▸ The request: Reproduce every one of the records below word for word, leaving out the pictures.
— Start —
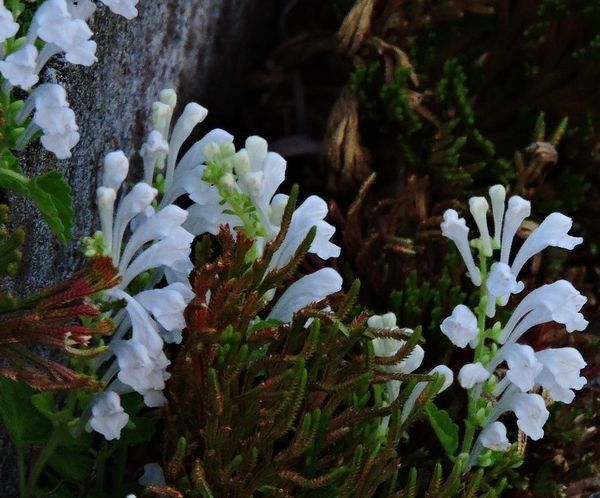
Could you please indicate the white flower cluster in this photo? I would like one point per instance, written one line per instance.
(557, 371)
(62, 25)
(151, 236)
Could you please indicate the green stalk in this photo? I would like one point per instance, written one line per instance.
(21, 467)
(48, 450)
(475, 392)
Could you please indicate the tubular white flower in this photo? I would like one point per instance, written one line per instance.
(167, 304)
(105, 198)
(518, 210)
(83, 9)
(8, 26)
(471, 374)
(108, 416)
(153, 152)
(456, 230)
(157, 226)
(461, 327)
(192, 115)
(560, 374)
(309, 289)
(19, 68)
(559, 302)
(125, 8)
(523, 366)
(493, 436)
(140, 197)
(60, 143)
(552, 232)
(497, 195)
(500, 283)
(116, 169)
(479, 208)
(531, 413)
(171, 252)
(310, 213)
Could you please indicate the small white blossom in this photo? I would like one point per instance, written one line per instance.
(461, 327)
(523, 366)
(497, 195)
(116, 169)
(560, 374)
(479, 208)
(471, 374)
(531, 413)
(81, 9)
(518, 210)
(108, 417)
(456, 230)
(493, 436)
(8, 26)
(309, 289)
(19, 68)
(552, 232)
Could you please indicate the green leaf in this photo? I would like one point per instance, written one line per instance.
(25, 425)
(72, 465)
(52, 195)
(444, 427)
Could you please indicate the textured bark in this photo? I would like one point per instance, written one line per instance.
(195, 46)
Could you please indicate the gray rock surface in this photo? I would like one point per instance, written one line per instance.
(198, 47)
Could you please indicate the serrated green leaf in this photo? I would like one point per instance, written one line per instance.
(25, 425)
(444, 427)
(52, 195)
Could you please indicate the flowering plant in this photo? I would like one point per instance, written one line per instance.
(556, 371)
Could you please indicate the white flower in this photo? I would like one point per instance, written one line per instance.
— End —
▸ Response to the task:
Could you please indicate the white flower cluster in this photo? I would like one point per instance, written one line per instance.
(557, 371)
(62, 25)
(151, 236)
Could you please indicate the green stalk in this photo? I would like one point per instance, written one line per instance.
(21, 467)
(48, 450)
(475, 392)
Could you please indicate the tubular white flower in this photo? I would like one point per instance, written one line per instance.
(167, 304)
(105, 198)
(518, 210)
(83, 9)
(8, 26)
(471, 374)
(108, 416)
(153, 152)
(456, 230)
(157, 226)
(461, 327)
(192, 115)
(560, 374)
(309, 289)
(19, 68)
(559, 302)
(125, 8)
(523, 366)
(493, 436)
(140, 197)
(60, 143)
(552, 232)
(497, 195)
(500, 283)
(116, 169)
(479, 208)
(531, 413)
(171, 252)
(310, 213)
Could you please indicate the small white blossom in this photo? I would like one point per instance, written one line per instance.
(461, 327)
(523, 366)
(497, 195)
(116, 169)
(560, 374)
(479, 208)
(471, 374)
(531, 413)
(81, 9)
(518, 210)
(108, 417)
(456, 230)
(493, 436)
(8, 26)
(309, 289)
(19, 68)
(552, 232)
Could you please indicate the green leaf in this photo? I would like one point per instance, written one line per instance.
(25, 425)
(72, 465)
(52, 195)
(444, 427)
Could you please indicate the textured bark in this photo? I would like one point per instance, written one line per instance.
(195, 46)
Could you please indicate the gray rock surface in this photo? I would like one point per instance, written one line per instance.
(198, 47)
Could you please indicate the serrated green leaf in this photo? I would like one point per instance, written one line per instance.
(25, 425)
(444, 427)
(52, 195)
Could you please indicate the flowering plant in this photo? I would like one point per instance, written one line per instance.
(556, 371)
Could you please indicate the white flower in this photo? I would like one point per instance, written one line per instance.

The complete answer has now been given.